======== Page excerpt ========
Jerome (Jerry) P. Reiter

The Washington Statistical Society (WSS) and RTI International are pleased to announce that Jerome (Jerry) P. Reiter, Mrs. Alexander Hehmeyer Professor of Statistical Science at Duke University, has been chosen as this year’s recipient of the Gertrude M. Cox Award. Since earning his PhD from Harvard University in 1999, Reiter has made many noteworthy contributions to survey methodology—specifically data confidentiality, Bayesian approaches, and multiple imputation—all contributing to new insights in the field.

Reiter gave a seminar titled “Sharing Confidential Data in an Era with No Privacy” June 24 at the RTI International offices in Washington, DC, and was formally awarded at the WSS annual dinner held later the same day.

The award, established in 2003 through a joint agreement between WSS and RTI International, recognizes statisticians in early to mid-career who have made significant contributions to statistical practice. The award is in memory of Gertrude M. Cox (1900–1978), who, in the 1950s, played a key role in establishing mathematical statistics and biostatistics departments at The University of North Carolina at Chapel Hill and a statistical division at the then newly founded RTI International.
======== Dataset records ========
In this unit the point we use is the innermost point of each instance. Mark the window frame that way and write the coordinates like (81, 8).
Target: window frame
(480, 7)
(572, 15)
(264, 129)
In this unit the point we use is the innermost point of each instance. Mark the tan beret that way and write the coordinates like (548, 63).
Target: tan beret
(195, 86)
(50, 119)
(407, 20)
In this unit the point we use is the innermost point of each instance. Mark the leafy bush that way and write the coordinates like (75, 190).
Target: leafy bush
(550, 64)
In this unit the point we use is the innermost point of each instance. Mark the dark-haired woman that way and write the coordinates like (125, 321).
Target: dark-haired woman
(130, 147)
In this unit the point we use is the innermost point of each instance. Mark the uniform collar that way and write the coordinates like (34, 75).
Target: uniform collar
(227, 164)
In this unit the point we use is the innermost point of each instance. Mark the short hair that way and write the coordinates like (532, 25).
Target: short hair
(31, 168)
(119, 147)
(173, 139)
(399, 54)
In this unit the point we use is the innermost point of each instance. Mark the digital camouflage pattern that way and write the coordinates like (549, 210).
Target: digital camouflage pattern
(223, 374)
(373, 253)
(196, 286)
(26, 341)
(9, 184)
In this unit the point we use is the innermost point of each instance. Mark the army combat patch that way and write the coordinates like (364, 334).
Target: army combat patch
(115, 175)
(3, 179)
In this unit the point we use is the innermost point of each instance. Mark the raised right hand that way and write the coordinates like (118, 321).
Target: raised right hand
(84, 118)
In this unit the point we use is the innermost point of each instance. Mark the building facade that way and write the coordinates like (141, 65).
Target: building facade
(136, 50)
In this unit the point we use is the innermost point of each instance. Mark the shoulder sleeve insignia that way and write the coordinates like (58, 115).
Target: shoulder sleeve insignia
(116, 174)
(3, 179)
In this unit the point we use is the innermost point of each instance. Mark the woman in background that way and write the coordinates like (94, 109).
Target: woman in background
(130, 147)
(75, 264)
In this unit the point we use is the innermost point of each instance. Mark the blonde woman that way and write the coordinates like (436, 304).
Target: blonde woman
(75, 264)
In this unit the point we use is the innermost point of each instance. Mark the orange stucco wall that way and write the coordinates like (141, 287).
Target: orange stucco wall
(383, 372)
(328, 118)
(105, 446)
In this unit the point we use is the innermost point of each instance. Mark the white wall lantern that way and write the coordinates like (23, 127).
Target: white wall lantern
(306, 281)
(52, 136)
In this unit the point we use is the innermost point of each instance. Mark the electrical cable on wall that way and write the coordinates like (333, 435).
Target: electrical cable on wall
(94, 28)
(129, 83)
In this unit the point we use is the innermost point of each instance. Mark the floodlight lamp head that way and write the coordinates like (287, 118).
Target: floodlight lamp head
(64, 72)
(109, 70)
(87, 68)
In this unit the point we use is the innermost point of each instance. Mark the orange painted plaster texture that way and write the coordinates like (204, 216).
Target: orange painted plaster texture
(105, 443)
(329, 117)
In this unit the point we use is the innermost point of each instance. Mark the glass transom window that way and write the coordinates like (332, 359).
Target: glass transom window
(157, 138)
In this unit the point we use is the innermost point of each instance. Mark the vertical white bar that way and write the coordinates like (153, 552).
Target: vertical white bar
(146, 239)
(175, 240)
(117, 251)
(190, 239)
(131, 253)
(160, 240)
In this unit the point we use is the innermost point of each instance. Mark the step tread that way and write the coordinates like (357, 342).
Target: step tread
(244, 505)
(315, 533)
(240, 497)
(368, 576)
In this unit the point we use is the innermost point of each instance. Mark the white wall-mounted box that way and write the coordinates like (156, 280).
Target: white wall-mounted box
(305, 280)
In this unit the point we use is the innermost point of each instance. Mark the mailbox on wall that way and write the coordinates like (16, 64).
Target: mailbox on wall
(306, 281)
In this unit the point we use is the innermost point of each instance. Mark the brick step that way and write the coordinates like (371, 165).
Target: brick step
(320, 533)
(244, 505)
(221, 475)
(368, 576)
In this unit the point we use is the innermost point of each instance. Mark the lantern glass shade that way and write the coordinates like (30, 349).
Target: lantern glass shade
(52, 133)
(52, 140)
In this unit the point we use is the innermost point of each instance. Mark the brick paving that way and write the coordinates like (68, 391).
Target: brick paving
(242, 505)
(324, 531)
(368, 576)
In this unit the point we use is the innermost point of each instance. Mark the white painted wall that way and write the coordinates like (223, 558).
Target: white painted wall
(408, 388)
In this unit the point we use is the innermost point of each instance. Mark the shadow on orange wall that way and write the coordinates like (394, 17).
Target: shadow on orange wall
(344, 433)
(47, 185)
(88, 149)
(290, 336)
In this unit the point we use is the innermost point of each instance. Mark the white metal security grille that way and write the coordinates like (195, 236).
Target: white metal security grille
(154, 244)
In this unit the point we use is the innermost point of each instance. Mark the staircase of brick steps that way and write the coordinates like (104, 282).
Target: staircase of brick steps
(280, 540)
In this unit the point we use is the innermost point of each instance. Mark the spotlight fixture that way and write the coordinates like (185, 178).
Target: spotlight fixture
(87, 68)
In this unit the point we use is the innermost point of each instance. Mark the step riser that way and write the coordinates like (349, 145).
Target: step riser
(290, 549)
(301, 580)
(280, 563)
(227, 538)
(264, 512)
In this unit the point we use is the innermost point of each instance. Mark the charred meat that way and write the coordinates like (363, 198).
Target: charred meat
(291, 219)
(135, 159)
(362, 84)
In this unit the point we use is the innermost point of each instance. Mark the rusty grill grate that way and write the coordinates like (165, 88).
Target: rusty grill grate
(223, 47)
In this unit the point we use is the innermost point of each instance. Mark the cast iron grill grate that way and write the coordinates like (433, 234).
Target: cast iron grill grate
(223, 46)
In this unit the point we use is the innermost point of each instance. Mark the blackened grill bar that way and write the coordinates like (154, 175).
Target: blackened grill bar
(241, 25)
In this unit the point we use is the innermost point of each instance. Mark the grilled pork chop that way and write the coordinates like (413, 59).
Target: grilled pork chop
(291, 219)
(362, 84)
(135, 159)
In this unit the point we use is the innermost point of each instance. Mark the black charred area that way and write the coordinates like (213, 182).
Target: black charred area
========
= What this task involves =
Return the full text about the Gertrude M. Cox Award, word for word. The listing was taken from a separate source.

= Solution =
Jerome (Jerry) P. Reiter

The Washington Statistical Society (WSS) and RTI International are pleased to announce that Jerome (Jerry) P. Reiter, Mrs. Alexander Hehmeyer Professor of Statistical Science at Duke University, has been chosen as this year’s recipient of the Gertrude M. Cox Award. Since earning his PhD from Harvard University in 1999, Reiter has made many noteworthy contributions to survey methodology—specifically data confidentiality, Bayesian approaches, and multiple imputation—all contributing to new insights in the field.

Reiter gave a seminar titled “Sharing Confidential Data in an Era with No Privacy” June 24 at the RTI International offices in Washington, DC, and was formally awarded at the WSS annual dinner held later the same day.

The award, established in 2003 through a joint agreement between WSS and RTI International, recognizes statisticians in early to mid-career who have made significant contributions to statistical practice. The award is in memory of Gertrude M. Cox (1900–1978), who, in the 1950s, played a key role in establishing mathematical statistics and biostatistics departments at The University of North Carolina at Chapel Hill and a statistical division at the then newly founded RTI International.